* **DATASET ENTRIES**

^^^^

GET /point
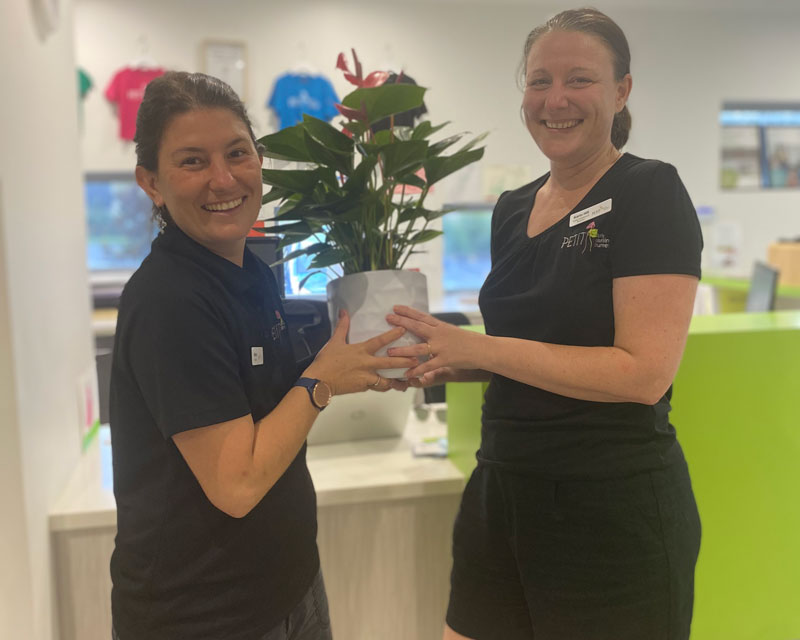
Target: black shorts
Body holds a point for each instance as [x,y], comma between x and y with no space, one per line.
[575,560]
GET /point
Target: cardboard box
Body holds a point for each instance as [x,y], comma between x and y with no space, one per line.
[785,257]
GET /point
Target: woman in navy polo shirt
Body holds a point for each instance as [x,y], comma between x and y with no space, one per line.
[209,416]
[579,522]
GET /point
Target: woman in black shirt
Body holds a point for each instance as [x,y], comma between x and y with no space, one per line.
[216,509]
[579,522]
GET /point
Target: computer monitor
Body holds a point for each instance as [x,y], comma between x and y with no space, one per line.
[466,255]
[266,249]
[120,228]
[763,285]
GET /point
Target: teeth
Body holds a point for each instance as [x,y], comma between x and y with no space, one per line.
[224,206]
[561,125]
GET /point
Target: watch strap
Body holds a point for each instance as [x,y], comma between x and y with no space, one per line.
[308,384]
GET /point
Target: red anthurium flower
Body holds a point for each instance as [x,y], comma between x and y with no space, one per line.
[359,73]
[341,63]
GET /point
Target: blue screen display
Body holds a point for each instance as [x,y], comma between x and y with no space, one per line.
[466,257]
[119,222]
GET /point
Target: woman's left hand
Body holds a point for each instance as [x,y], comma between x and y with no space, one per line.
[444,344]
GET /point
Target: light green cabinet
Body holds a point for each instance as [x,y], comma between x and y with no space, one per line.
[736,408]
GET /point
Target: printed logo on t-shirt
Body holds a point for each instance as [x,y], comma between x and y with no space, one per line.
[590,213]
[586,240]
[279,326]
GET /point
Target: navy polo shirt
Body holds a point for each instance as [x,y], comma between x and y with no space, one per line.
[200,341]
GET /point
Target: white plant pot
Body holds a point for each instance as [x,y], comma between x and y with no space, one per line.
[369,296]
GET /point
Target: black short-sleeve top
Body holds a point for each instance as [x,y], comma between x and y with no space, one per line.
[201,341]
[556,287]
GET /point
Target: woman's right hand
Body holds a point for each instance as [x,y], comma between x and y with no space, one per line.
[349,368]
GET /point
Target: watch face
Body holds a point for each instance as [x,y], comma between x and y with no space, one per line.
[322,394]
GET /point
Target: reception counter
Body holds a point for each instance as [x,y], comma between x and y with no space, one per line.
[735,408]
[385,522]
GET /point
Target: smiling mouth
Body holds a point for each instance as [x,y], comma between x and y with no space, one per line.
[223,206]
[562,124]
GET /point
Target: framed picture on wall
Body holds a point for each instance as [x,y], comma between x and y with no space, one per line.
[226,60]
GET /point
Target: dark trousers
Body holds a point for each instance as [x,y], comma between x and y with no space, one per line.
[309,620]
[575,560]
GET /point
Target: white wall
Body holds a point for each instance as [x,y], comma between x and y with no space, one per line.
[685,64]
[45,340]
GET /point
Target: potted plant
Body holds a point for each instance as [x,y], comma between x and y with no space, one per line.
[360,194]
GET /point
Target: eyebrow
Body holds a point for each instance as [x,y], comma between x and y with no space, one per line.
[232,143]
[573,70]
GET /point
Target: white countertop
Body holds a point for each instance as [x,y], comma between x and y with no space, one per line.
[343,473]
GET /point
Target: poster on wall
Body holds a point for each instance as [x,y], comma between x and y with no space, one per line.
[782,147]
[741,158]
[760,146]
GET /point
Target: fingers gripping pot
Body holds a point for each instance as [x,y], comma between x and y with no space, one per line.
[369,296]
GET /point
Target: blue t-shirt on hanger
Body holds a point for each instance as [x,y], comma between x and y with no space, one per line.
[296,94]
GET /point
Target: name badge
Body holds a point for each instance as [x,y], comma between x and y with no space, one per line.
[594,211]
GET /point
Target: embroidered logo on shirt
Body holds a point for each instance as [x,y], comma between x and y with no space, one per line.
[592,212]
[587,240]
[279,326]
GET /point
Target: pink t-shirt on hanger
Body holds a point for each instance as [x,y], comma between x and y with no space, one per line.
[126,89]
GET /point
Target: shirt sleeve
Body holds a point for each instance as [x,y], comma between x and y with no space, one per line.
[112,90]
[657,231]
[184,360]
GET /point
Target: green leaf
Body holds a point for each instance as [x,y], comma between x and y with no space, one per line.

^^^^

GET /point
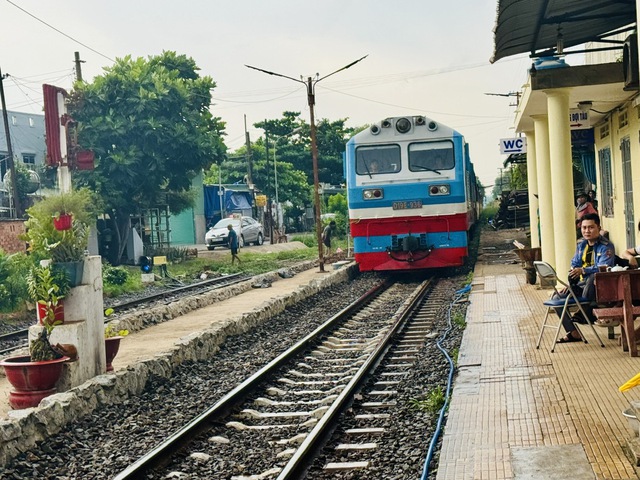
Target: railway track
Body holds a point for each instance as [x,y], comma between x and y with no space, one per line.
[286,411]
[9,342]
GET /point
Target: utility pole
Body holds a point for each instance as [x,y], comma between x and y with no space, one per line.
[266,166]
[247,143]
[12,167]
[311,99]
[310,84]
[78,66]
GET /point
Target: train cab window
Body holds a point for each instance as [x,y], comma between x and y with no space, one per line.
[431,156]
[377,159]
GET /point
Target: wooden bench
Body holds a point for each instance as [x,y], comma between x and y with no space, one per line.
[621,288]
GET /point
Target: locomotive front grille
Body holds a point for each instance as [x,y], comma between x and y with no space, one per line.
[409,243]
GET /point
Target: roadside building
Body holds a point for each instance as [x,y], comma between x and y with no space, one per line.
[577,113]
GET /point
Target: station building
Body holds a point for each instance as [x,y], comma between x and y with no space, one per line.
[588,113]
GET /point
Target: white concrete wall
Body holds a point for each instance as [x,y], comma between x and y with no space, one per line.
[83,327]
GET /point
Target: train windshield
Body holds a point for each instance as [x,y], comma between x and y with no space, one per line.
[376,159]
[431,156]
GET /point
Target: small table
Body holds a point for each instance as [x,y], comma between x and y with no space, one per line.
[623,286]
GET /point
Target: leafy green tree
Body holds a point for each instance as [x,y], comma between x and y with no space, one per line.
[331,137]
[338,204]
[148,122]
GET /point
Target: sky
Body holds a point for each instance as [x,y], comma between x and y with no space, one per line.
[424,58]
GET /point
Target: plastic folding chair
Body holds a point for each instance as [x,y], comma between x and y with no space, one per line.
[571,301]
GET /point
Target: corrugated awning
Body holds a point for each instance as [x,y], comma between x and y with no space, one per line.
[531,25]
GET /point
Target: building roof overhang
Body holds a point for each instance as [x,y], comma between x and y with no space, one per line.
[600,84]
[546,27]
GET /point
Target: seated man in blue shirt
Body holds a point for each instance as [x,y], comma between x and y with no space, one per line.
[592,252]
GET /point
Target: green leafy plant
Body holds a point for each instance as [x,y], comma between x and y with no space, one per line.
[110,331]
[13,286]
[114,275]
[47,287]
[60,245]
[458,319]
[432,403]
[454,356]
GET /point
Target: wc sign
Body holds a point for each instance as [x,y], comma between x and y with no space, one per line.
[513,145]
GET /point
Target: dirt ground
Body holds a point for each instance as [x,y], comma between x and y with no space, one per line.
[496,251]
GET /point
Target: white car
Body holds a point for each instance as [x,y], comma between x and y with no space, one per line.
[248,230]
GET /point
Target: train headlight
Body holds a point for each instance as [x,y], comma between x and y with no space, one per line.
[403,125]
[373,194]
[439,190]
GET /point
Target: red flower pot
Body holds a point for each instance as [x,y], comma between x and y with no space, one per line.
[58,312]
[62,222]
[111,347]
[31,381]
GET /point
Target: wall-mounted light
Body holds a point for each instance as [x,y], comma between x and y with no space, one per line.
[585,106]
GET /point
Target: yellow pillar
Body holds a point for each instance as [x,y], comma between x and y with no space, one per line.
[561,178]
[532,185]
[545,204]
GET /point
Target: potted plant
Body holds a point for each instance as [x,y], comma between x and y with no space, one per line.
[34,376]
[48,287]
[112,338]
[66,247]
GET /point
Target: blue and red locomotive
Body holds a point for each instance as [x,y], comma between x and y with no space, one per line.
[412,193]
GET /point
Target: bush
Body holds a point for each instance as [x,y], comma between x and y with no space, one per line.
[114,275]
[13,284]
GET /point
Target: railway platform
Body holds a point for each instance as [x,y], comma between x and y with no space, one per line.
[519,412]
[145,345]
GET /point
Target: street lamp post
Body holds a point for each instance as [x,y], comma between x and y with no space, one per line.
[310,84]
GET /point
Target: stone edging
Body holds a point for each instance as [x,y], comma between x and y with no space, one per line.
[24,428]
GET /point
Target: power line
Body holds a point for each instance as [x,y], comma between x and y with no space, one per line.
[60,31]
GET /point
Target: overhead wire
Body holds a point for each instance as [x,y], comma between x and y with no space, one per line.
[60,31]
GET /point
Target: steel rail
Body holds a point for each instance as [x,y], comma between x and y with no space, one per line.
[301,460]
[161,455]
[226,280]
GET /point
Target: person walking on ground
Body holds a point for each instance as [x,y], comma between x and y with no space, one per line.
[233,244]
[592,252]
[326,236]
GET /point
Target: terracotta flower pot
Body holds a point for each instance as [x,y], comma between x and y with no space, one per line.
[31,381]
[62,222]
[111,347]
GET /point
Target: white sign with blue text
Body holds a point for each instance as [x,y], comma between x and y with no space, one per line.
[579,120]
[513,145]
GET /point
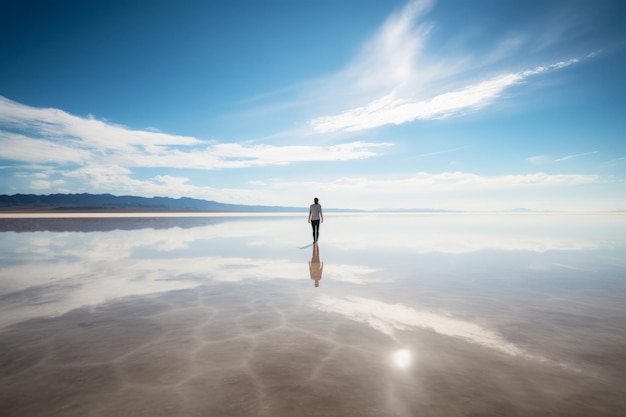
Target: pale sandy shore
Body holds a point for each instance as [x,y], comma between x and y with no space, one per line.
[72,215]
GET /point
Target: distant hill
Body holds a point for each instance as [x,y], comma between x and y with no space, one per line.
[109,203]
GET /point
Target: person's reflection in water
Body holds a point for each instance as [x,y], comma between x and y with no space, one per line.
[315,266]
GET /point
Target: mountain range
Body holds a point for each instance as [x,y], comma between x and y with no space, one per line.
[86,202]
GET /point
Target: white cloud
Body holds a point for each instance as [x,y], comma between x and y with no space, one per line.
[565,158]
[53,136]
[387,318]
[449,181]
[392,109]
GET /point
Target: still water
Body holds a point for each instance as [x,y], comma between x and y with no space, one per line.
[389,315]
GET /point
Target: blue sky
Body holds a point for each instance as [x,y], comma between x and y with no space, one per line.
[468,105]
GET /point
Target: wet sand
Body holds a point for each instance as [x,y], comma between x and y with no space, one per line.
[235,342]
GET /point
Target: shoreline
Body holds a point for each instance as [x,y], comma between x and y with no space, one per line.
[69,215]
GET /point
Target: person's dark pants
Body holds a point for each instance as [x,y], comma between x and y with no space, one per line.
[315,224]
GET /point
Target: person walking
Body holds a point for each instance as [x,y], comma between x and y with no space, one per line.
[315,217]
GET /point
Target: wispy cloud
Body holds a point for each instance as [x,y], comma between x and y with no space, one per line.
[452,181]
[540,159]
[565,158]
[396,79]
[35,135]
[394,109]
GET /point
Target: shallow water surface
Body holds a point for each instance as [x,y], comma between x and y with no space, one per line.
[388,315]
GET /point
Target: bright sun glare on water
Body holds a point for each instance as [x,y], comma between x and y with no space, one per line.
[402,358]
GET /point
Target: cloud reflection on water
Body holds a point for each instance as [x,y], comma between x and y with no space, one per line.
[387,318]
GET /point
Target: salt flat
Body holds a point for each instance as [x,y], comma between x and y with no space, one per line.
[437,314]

^^^^

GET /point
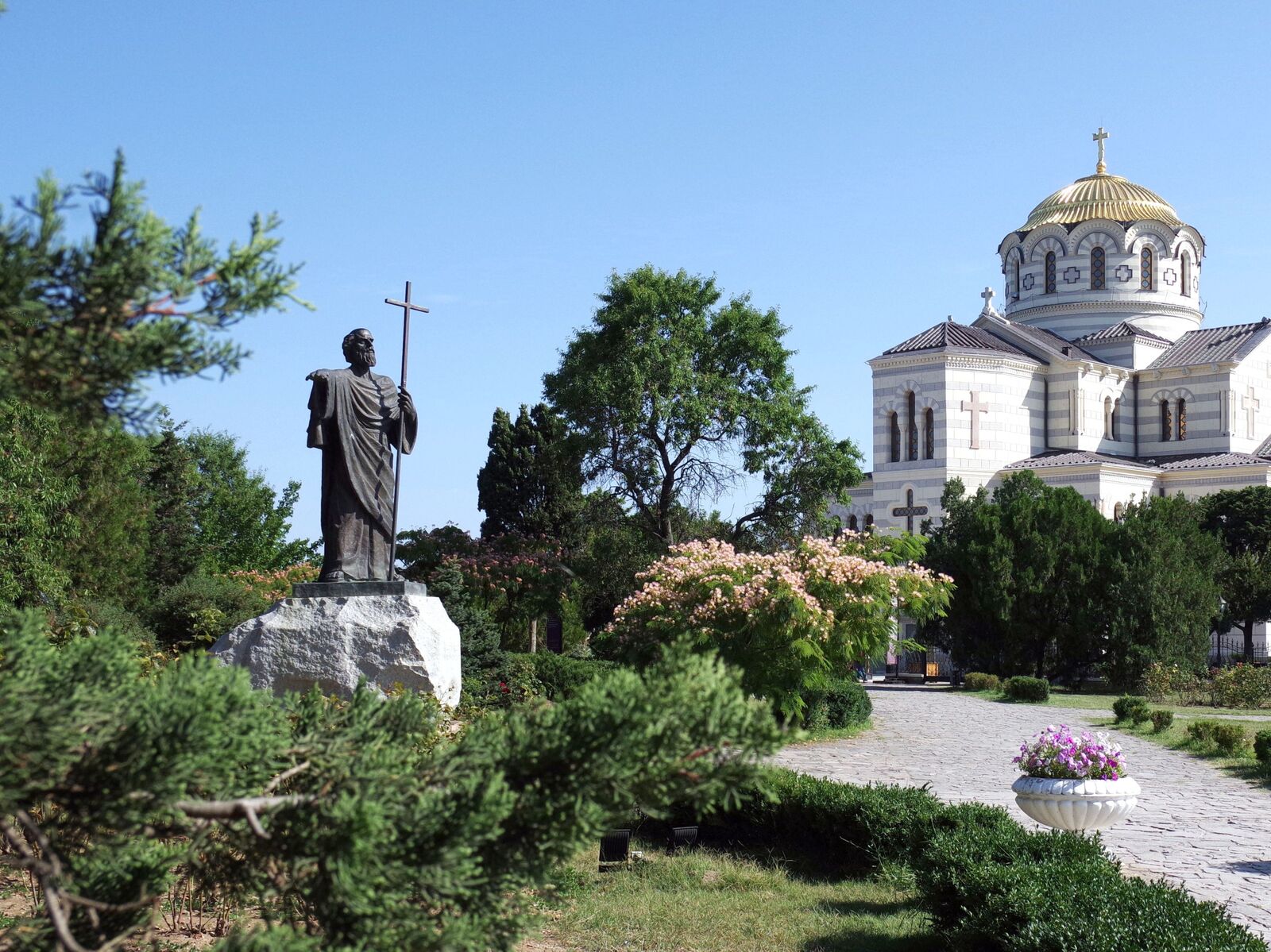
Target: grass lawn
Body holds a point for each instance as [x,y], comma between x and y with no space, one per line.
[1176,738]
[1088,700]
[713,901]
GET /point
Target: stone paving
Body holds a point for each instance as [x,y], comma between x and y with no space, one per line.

^^^^

* **ASSIGNMENT**
In the records, which lines use the word "plant"? Report them.

* **ANSWER FOR THE TASK**
Target: white plant pot
Target: potted plant
Target: green leafy plant
Target: potted plant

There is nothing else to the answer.